Final Fantasy VII Rebirth - İnceleme
Geçmişe değil, geleceğe odaklanmak…
“Düşünecek olursan, ölüm ve yaşam aynı madalyonun iki yüzü aslında. Öldüğümüz zaman bedenlerimiz yok olabilir ama ruhumuz yaşamaya devam edecek. Gezegene dönüp, Yaşampınarı’na geri katılacak ve -zaman içinde- yeni yaşamlara yol vereceğiz.
İnan bana, anlıyorum. Sevdiklerimizin gerçekten gitmemiş olduğunu bilmek onların gittiğini kabullenmeyi daha kolay kılmıyor. Yoklukları hâlâ acı veriyor. O yüzden de bunu bir “yuvaya dönüş” olarak düşünemeyiz. O kadar basit değil.
Hepimiz acı şeyler yaşadık. Hepimizin pişmanlıkları var. Yaptıklarımız, bize yapılanlar, değiştirilemez. Geçmiş artık daimi. Ama gelecek -yazılmış olsa bile- değiştirilebilir. Taşıdığımız acı ve öfke bizi daha güçlü kılabilir. Ama bedeli ne olacak? Bize neye mal olacak? Gerçek gücün bunların hiçbirinden geldiğine inanmıyorum. Gerçek güç bizim affetme yeteneğimizden geliyor -doğru olanı yapma umuduyla ileriye atılmamızdan… Kendimizden.

- **Alıntılanan Kayıtlar**:
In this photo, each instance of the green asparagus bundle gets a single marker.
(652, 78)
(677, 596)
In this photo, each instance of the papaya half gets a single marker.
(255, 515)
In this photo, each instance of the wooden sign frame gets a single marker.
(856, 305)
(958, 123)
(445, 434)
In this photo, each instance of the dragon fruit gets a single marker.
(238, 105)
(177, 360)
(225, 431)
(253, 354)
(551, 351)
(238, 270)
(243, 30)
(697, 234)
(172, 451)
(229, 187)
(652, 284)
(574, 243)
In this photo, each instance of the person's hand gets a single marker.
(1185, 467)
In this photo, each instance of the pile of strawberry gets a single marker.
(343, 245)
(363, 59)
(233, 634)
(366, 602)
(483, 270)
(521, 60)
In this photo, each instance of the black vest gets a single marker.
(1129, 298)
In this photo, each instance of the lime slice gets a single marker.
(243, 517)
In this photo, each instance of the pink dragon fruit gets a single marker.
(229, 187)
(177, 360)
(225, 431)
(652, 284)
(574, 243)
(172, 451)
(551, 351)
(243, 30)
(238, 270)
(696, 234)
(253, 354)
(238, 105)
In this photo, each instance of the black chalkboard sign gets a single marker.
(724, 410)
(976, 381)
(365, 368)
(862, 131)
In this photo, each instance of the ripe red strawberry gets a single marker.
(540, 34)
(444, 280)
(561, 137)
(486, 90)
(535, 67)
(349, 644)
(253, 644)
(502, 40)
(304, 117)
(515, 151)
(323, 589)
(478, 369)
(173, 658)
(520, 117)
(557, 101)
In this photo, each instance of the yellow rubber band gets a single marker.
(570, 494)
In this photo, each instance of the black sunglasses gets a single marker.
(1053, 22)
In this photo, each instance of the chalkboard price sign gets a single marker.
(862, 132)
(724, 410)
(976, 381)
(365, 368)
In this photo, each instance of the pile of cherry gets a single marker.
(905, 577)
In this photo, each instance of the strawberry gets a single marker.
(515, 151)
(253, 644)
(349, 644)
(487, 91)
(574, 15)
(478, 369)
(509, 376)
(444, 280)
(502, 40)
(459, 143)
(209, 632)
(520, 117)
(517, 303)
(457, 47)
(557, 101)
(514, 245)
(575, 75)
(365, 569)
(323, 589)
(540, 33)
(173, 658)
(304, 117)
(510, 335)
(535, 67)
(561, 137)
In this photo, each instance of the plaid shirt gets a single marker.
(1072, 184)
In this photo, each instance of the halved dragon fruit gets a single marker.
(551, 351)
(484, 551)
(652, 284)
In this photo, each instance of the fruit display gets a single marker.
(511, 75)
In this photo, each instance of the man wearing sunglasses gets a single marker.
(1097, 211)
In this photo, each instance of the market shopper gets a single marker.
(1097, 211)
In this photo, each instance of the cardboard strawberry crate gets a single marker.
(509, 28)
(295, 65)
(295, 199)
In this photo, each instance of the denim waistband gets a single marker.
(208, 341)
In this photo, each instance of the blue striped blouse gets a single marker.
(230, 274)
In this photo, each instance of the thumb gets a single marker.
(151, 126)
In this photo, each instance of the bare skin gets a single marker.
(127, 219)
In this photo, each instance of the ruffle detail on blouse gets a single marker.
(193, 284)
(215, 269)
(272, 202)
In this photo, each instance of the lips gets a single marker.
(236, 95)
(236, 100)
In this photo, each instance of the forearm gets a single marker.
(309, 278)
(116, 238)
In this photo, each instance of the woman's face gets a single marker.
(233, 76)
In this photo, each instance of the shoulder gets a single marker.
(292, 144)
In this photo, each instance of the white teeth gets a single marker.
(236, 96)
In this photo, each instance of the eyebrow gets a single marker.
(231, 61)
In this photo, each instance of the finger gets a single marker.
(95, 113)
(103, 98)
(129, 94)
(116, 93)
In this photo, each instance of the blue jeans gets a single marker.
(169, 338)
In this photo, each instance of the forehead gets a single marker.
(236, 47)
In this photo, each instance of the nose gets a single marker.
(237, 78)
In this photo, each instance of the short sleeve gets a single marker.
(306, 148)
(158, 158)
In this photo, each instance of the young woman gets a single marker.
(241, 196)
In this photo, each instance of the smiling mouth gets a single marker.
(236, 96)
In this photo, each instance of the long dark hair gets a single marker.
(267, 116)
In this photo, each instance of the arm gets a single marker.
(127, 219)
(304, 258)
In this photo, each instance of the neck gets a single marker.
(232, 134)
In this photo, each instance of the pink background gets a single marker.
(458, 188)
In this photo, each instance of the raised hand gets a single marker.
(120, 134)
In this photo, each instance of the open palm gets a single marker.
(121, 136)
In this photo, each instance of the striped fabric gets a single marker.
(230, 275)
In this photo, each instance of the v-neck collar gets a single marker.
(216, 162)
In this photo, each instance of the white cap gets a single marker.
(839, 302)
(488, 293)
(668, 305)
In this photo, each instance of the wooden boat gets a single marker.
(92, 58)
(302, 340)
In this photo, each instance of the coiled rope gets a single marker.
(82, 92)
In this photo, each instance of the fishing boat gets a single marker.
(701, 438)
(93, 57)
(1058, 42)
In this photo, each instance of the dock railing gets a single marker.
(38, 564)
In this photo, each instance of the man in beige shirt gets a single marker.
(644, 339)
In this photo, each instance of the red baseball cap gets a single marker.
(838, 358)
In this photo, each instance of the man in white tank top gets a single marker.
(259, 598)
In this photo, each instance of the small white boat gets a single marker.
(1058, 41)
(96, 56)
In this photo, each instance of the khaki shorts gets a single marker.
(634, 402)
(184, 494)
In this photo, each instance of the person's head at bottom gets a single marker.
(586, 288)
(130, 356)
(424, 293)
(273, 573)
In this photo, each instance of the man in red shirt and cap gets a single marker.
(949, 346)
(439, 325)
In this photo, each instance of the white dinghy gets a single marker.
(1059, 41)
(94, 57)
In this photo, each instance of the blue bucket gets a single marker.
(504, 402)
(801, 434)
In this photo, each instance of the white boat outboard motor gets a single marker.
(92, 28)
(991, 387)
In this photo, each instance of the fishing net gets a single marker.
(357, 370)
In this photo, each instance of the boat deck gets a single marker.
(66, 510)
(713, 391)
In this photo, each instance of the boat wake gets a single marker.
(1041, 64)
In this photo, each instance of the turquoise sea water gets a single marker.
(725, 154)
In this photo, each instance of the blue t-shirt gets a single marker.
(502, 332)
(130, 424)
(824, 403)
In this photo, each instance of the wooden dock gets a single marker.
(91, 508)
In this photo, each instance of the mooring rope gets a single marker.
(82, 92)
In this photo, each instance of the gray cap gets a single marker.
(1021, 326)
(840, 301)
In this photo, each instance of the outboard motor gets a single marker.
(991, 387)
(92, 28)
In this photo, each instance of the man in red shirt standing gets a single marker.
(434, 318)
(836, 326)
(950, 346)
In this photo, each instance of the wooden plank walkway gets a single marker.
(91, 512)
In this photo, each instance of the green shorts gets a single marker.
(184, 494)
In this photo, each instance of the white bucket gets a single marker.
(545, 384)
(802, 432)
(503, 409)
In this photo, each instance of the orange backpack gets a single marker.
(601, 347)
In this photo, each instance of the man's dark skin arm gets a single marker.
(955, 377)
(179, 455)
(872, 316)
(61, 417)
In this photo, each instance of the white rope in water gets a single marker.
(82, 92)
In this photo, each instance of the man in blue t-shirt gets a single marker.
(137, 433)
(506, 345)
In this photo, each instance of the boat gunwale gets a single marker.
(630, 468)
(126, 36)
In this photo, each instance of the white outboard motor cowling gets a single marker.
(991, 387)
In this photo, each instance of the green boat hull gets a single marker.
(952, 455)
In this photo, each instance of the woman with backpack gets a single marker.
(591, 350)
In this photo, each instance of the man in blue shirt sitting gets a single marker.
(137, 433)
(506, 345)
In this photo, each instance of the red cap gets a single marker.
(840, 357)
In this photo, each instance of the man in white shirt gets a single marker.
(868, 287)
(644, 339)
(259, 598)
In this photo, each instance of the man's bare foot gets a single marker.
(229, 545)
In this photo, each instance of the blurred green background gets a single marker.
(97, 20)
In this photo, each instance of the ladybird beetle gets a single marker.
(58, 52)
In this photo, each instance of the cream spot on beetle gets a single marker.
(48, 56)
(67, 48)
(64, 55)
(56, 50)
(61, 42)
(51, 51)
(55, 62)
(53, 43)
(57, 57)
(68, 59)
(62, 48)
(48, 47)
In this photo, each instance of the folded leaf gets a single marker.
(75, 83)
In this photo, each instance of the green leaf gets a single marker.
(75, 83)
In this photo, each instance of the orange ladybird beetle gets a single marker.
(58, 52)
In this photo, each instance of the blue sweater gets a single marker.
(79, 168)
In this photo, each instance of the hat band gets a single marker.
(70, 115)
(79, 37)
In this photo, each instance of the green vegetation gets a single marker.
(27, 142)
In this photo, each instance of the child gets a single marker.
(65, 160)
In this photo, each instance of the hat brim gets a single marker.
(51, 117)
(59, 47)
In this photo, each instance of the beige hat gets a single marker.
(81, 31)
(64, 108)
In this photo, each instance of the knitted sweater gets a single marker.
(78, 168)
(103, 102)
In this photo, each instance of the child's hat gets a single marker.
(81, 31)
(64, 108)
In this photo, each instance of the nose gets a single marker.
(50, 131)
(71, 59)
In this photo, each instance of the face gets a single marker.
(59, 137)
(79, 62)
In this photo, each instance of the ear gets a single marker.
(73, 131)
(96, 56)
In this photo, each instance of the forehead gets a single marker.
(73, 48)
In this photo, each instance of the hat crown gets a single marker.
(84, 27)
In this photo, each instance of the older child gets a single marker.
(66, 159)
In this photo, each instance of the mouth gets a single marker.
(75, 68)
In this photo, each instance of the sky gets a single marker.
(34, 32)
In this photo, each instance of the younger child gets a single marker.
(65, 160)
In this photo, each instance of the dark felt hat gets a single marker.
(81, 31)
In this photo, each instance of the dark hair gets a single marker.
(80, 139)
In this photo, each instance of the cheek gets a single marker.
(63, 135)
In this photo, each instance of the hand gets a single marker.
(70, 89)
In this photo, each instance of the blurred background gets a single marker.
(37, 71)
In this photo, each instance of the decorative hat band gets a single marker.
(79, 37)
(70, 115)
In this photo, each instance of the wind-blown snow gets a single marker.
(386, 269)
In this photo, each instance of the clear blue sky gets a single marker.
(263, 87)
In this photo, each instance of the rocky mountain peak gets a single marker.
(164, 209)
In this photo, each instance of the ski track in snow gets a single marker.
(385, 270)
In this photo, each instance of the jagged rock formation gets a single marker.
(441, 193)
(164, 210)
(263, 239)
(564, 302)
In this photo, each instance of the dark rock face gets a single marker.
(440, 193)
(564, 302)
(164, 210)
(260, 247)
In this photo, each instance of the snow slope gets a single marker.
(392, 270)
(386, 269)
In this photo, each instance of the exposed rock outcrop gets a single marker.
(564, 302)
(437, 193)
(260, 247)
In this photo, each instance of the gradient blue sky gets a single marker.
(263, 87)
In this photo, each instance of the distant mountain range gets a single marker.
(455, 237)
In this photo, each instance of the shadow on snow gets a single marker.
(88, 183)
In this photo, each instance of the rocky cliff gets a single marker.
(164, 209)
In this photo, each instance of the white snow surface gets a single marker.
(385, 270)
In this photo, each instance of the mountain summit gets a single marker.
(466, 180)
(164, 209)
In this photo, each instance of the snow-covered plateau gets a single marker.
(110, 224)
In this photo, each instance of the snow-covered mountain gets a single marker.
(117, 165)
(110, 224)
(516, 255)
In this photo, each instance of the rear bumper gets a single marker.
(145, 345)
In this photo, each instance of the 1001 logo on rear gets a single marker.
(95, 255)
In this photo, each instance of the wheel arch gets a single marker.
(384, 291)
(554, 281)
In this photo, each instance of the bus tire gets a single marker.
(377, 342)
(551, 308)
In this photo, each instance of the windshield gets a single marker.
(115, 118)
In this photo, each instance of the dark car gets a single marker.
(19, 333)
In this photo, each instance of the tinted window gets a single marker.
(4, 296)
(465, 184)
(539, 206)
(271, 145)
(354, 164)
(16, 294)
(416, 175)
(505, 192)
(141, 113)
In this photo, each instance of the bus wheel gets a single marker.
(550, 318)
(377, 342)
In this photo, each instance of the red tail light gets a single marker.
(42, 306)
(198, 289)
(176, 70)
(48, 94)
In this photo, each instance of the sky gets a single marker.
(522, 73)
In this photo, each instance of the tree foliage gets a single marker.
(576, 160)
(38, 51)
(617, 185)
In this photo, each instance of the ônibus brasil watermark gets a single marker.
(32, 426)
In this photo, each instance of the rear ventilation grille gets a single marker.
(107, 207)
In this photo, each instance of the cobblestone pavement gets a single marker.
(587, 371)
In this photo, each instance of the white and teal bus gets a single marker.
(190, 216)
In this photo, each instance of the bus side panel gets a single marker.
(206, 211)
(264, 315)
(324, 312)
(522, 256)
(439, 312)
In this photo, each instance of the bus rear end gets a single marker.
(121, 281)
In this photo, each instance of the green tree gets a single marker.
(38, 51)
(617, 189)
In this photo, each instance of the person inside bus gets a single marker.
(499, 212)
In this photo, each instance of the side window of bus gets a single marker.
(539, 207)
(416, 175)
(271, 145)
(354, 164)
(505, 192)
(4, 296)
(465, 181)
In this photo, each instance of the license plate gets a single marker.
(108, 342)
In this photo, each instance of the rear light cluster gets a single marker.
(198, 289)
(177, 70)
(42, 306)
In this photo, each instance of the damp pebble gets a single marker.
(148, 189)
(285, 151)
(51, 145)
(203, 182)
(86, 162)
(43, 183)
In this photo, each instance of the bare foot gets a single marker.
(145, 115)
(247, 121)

- **Alıştırmalar**:
• a. Final Fantasy VII Rebirth incelemesinde "İnan bana, anlıyorum" sözleriyle başlayan paragrafı, temel bilgilerini koruyarak daha kısa biçimde yeniden yazınız.
• b. Aşağıdaki ifadelerin Final Fantasy VII Rebirth incelemesiyle uyumlu olup olmadığını belirtiniz. Her biri için evet ya da hayır yanıtı veriniz ve metindeki belirleyici sözleri aynen aktarınız.
(i) Öldüğümüzde ruhumuz yaşamaya devam edecektir.
(ii) Geçmiş değiştirilebilir.
(iii) Konuşana göre gerçek güç, taşıdığımız öfkeden gelir.
• c. Final Fantasy VII Rebirth incelemesinde "Final Fantasy VII" sözlerini içeren ifadeyle açılıp "yaşamlara yol vereceğiz." ile kapanan bölümü, "geleceğe" yerine "yarına" koyarak yeniden yazınız.

- **Sıralı Çözümler**:
• a. Sevdiklerimizin gerçekte gitmemiş olduğunu bilmek, gidişlerini kabullenmeyi kolaylaştırmıyor; yoklukları hâlâ acı veriyor. Bu nedenle bu durum basitçe bir "yuvaya dönüş" olarak düşünülemez.

• b.
(i) Evet: "Öldüğümüz zaman bedenlerimiz yok olabilir ama ruhumuz yaşamaya devam edecek."
(ii) Hayır: "Geçmiş artık daimi."
(iii) Hayır: "Gerçek güç bizim affetme yeteneğimizden geliyor"

• c.
Final Fantasy VII Rebirth - İnceleme
Geçmişe değil, yarına odaklanmak…
“Düşünecek olursan, ölüm ve yaşam aynı madalyonun iki yüzü aslında. Öldüğümüz zaman bedenlerimiz yok olabilir ama ruhumuz yaşamaya devam edecek. Gezegene dönüp, Yaşampınarı’na geri katılacak ve -zaman içinde- yeni yaşamlara yol vereceğiz.